- RECORD EXCERPTS -
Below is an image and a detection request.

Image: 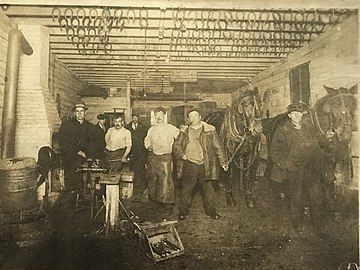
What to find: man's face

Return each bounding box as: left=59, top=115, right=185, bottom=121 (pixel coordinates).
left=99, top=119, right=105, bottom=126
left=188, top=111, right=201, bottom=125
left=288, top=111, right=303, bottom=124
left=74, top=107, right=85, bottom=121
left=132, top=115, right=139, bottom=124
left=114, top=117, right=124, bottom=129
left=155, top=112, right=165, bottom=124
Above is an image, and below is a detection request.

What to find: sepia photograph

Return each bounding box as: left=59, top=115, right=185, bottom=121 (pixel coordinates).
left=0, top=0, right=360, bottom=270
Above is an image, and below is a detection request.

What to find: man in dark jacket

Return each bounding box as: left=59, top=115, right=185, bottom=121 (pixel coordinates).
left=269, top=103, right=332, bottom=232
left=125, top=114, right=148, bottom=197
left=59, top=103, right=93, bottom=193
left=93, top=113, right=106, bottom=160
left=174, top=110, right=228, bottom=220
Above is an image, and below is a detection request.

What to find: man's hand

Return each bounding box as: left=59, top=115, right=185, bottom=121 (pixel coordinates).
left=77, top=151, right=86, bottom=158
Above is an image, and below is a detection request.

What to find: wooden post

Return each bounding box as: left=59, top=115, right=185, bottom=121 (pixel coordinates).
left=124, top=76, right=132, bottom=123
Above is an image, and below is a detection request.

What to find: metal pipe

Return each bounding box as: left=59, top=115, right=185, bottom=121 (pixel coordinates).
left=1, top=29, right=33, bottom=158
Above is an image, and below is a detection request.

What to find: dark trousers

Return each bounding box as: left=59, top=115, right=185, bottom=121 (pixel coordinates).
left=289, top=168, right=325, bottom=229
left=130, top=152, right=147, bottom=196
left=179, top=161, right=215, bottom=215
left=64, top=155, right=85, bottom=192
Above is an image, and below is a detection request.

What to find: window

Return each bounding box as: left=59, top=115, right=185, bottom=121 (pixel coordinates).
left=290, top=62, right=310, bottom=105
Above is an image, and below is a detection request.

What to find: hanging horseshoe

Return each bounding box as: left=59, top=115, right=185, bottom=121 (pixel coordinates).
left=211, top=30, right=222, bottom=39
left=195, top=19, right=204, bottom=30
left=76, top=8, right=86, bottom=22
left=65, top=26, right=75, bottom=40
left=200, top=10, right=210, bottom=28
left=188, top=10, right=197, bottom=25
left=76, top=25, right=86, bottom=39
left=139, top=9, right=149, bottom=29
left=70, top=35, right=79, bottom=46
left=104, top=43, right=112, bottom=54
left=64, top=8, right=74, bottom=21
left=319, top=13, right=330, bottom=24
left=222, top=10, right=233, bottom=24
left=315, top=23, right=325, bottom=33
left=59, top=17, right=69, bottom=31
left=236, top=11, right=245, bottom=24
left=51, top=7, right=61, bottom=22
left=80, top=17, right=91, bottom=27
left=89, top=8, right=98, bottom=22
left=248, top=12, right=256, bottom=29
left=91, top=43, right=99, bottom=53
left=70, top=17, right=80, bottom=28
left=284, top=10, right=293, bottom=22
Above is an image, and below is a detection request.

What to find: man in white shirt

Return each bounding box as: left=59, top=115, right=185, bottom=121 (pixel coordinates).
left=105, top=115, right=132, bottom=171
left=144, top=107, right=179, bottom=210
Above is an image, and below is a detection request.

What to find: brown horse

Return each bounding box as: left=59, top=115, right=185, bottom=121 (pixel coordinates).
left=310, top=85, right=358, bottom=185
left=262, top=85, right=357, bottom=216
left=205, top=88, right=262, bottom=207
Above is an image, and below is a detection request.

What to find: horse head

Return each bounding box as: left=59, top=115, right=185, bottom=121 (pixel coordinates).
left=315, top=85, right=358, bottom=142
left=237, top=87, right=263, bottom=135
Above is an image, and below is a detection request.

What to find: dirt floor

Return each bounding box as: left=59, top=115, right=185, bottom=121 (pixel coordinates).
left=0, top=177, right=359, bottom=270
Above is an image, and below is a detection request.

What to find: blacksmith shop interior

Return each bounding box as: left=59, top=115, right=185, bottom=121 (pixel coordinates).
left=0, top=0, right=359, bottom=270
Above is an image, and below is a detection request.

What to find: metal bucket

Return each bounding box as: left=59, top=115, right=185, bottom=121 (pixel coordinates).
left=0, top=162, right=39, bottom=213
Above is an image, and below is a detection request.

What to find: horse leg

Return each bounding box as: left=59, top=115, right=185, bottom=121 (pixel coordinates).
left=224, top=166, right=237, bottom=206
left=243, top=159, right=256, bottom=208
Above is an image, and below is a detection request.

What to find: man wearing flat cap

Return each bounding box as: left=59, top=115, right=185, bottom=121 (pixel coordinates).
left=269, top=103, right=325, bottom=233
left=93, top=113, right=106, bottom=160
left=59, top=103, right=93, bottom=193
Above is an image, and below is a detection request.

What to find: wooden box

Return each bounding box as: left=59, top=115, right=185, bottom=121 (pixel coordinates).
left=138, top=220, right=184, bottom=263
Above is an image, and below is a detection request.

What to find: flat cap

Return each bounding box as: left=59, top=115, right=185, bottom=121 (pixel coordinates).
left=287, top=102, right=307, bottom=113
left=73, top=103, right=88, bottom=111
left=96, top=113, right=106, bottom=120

- REQUIREMENT -
Would you copy out all of the material above word for word, leaving out the pictures?

- THE RESPONSE -
Below is an image and a detection request.

Image: 
What to find: man's face

Return each bounding box as: left=59, top=115, right=185, bottom=121 (pixel coordinates).
left=99, top=119, right=105, bottom=126
left=188, top=111, right=201, bottom=125
left=288, top=111, right=303, bottom=124
left=74, top=107, right=85, bottom=121
left=132, top=115, right=139, bottom=124
left=114, top=117, right=124, bottom=129
left=155, top=112, right=165, bottom=124
Above is an image, and below is a detection request.

What to find: sepia photograph

Return each bounding box as: left=59, top=115, right=185, bottom=121 (pixel coordinates).
left=0, top=0, right=360, bottom=270
Above is an image, and below is a detection request.

What to find: man in dark jacket

Return each bounding box as: left=59, top=115, right=185, bottom=121 (pixel coordinates).
left=269, top=103, right=332, bottom=232
left=125, top=114, right=148, bottom=197
left=59, top=103, right=93, bottom=193
left=93, top=113, right=106, bottom=160
left=174, top=110, right=228, bottom=220
Above is an image, and below is a detection request.

What to find: man's hand

Return each bounding box as: left=59, top=115, right=185, bottom=121 (pixel coordinates).
left=77, top=151, right=86, bottom=158
Above is an image, and below is a detection request.

What to find: wooden post

Return each bounding box as: left=59, top=115, right=185, bottom=121 (pixel coordinates).
left=124, top=76, right=132, bottom=123
Above is an image, and below is a detection request.

What to find: metal pipe

Return each bounding box as: left=59, top=115, right=185, bottom=121 (pixel coordinates).
left=1, top=29, right=33, bottom=158
Above is an image, and below is a detection request.

What to find: dark trousers

Return each bounding box as: left=59, top=115, right=185, bottom=121 (pixel coordinates).
left=289, top=168, right=325, bottom=229
left=130, top=152, right=147, bottom=196
left=179, top=161, right=215, bottom=215
left=64, top=155, right=85, bottom=192
Above is an image, and below is a detection request.

What to find: window

Return each bounding box as: left=59, top=115, right=185, bottom=121 (pixel coordinates).
left=290, top=62, right=310, bottom=105
Above is an image, and below is a detection request.

What to find: hanging horseshoe

Return each bounding box as: left=59, top=115, right=185, bottom=121 (pixel coordinates).
left=211, top=30, right=222, bottom=39
left=195, top=19, right=204, bottom=30
left=76, top=8, right=86, bottom=22
left=65, top=26, right=75, bottom=40
left=200, top=10, right=210, bottom=28
left=188, top=10, right=197, bottom=25
left=76, top=25, right=86, bottom=39
left=139, top=9, right=149, bottom=29
left=70, top=35, right=79, bottom=46
left=104, top=43, right=112, bottom=54
left=64, top=8, right=74, bottom=21
left=319, top=13, right=330, bottom=24
left=222, top=10, right=233, bottom=24
left=315, top=23, right=325, bottom=33
left=59, top=17, right=69, bottom=31
left=236, top=11, right=245, bottom=24
left=51, top=7, right=61, bottom=22
left=80, top=17, right=91, bottom=27
left=89, top=8, right=98, bottom=22
left=248, top=12, right=256, bottom=29
left=91, top=43, right=99, bottom=53
left=70, top=17, right=80, bottom=28
left=284, top=10, right=293, bottom=22
Above is an image, and below is a detection request.

What to find: man in white shirt

Return each bounding box as: left=59, top=115, right=185, bottom=121 (pixel coordinates).
left=105, top=115, right=132, bottom=171
left=144, top=107, right=179, bottom=210
Above is an image, and below is a detection request.

What to find: brown horse

Return each bounding box as: left=59, top=115, right=185, bottom=121 (pixel coordinates).
left=310, top=85, right=358, bottom=185
left=262, top=85, right=357, bottom=216
left=205, top=88, right=262, bottom=207
Above is an image, and below is a detection request.

What to find: horse head

Return each bounding box as: left=59, top=115, right=185, bottom=121 (pixel coordinates).
left=315, top=85, right=358, bottom=142
left=237, top=87, right=263, bottom=135
Above is an image, and below is a detection request.

What to find: dirt floor

Return each bounding box as: left=59, top=115, right=185, bottom=121 (pixel coordinates).
left=0, top=177, right=359, bottom=270
Above is an image, and below is a detection request.

What to find: blacksmith shop interior

Return each bounding box as: left=59, top=115, right=185, bottom=121 (pixel coordinates).
left=0, top=0, right=359, bottom=270
Above is an image, and below is a detection request.

What to find: metal bucket

Return each bounding box as: left=59, top=115, right=185, bottom=121 (pixel coordinates).
left=0, top=162, right=39, bottom=213
Above is an image, and below is a detection request.

What to find: horse leg

Return each bounding box as: left=59, top=115, right=185, bottom=121 (pixel coordinates).
left=224, top=166, right=237, bottom=206
left=243, top=159, right=256, bottom=208
Above is an image, and below is a detection request.

What to find: man wearing flat cap

Return each bounding box as: left=59, top=115, right=185, bottom=121 (pixel coordinates).
left=269, top=103, right=325, bottom=233
left=93, top=113, right=106, bottom=160
left=59, top=103, right=93, bottom=193
Above is an image, and below is a detection request.

What to find: wooden box

Return each bounding box as: left=59, top=115, right=185, bottom=121 (pixel coordinates).
left=138, top=220, right=184, bottom=263
Above is an image, and below is a detection request.

What to find: flat cap

Return each bounding box as: left=59, top=115, right=185, bottom=121 (pixel coordinates).
left=287, top=102, right=307, bottom=113
left=73, top=103, right=88, bottom=111
left=96, top=113, right=106, bottom=120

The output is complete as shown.